======== Supplied material ========

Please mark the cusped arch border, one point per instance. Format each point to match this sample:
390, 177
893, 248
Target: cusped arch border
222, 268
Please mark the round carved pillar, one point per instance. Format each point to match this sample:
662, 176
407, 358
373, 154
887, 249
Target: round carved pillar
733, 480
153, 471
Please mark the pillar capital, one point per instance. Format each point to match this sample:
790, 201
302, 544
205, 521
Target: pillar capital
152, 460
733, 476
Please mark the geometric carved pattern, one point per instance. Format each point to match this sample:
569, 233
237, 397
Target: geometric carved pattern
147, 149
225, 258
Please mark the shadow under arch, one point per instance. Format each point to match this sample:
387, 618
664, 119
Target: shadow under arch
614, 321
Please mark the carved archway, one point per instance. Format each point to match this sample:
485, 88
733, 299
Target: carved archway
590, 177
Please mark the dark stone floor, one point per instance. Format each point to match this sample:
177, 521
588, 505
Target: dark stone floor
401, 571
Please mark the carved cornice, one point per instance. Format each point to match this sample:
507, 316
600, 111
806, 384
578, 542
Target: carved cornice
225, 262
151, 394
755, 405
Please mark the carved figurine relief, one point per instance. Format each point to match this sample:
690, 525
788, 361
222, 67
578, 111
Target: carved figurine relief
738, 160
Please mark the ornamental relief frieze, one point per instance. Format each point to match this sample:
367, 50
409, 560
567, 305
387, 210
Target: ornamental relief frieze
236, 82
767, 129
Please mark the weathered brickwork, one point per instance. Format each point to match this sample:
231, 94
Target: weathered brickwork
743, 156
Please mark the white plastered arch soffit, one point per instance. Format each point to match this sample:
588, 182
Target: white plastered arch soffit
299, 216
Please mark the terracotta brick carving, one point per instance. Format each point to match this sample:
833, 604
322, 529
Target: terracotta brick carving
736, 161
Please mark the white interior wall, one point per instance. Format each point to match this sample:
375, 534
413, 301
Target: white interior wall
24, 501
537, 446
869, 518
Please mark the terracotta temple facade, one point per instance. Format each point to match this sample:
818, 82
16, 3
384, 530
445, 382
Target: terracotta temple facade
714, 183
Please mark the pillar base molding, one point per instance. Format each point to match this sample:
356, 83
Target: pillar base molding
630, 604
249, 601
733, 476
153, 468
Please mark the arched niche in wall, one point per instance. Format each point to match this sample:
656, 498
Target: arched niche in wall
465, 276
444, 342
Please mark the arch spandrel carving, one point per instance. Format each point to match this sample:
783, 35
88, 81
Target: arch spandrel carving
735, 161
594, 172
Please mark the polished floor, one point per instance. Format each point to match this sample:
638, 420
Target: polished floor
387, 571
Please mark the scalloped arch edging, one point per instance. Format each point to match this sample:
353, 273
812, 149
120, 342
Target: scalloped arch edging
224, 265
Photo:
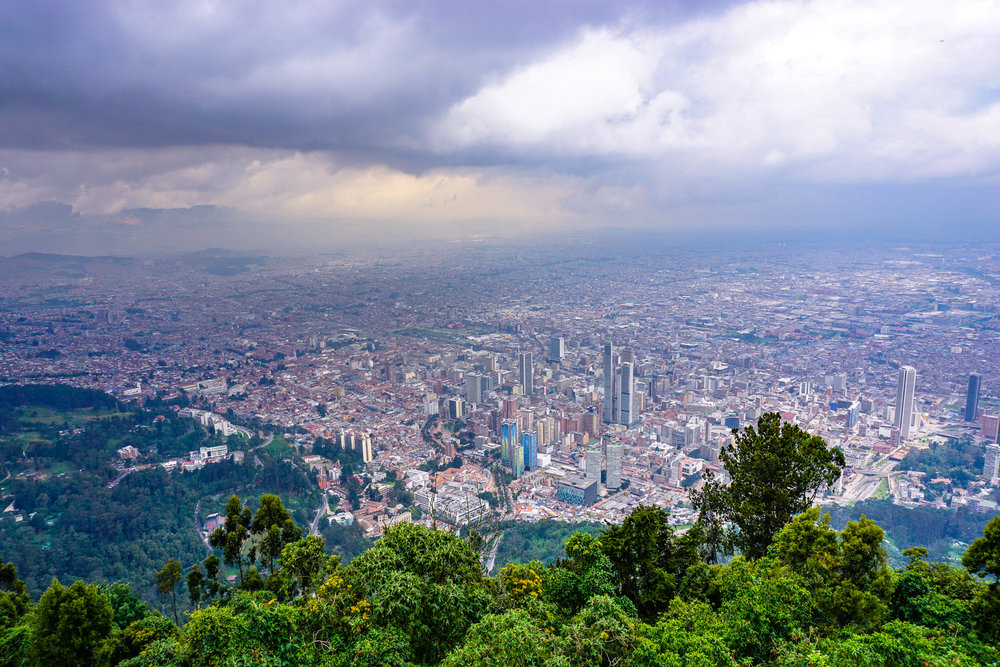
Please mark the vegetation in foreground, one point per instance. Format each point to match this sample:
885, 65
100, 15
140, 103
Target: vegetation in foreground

========

● **Directions**:
Could you output all the entries above exactly as written, leaving out the pictures?

● **Output of the task**:
Please mark the cusped arch border, one point per instance. Format each point to match this sample:
390, 177
893, 248
Target: cusped arch border
222, 268
Please mark the round carved pillar, one point per instance. Format each point to match this sample:
662, 176
407, 358
373, 154
887, 249
Target: round carved pillar
733, 480
153, 471
Please mark the pillar capital, one point per instance. Format each point to match this sample:
790, 201
302, 544
205, 521
Target: pillar capital
152, 460
733, 476
Please mark the geometric carved pattern, one point per instance. Format each point to match this sample:
569, 233
237, 397
Target: geometric carved pattern
147, 149
225, 258
Please mark the shadow under arch, one point per instance. Format each point to match this sample:
387, 618
664, 119
Target: shadow under arch
614, 321
Please mark the carved archway, one point per instance. Format each point to match this sample:
485, 88
733, 299
Target: carved archway
590, 177
Please mark the dark stone floor, one point per instance. Format each point to match this sample:
177, 521
588, 505
Target: dark stone floor
401, 571
Please mark the carved cornice, one point per instance. Format each point to match this sample:
507, 316
600, 111
806, 384
578, 542
Target: carved cornice
225, 262
151, 394
755, 405
Please mark the carved figurine relief, one point per instance. Format each point to match this sample:
690, 525
788, 361
222, 67
578, 111
Target: carved figurine relief
738, 160
Please mark the ornamental relief frieze, one point per instance. Format each point to match this sample:
367, 50
409, 560
567, 305
387, 210
Target: ornamental relief frieze
236, 82
767, 129
Please mark the weathered brickwork, one point per instance. Format each point to match this sample:
231, 94
Target: weathered brickwork
743, 156
Please mark the white plastered arch soffit, one point per instance. Format each point to match this sample:
588, 182
Target: white plastered arch soffit
299, 216
Please mark the terracotta brick carving, one point per instance. Format each point to match this sample:
833, 604
322, 529
Target: terracotta brick carving
736, 161
Please mark the white interior wall, one point per instance. Format each point to match this sample:
375, 534
413, 301
Target: white interior wall
24, 501
537, 446
869, 518
Please mark the terracotta temple facade, one point per instance. Format each point to match this sample:
818, 82
16, 3
384, 530
445, 382
Target: terracotta temple facade
714, 183
Please mark the pillar base molding, one point per instance. Format each point to match this sample:
356, 83
Target: pillar base molding
630, 604
249, 601
733, 476
153, 468
Please mark the arched niche in wall, one point per instance. Format each point to match this sample:
656, 498
Target: arched niche in wall
465, 276
444, 342
Please mark the arch spandrel carving, one point per instance. Format each point to match this sample:
783, 35
88, 81
Target: arch spandrel carving
735, 161
594, 172
Please mark the polished floor, one point per instance. Format each point to match this sample:
638, 420
Target: polished floor
387, 571
Please mark the scalloped arch edging, one point per instance. Format each point to match this sample:
353, 273
812, 149
120, 342
Target: scalloped arch edging
224, 265
Photo:
Please mark the vegetation in foreground, one point per instance. Format each point to match this sample:
885, 65
100, 15
140, 103
Target: vegetation in foreground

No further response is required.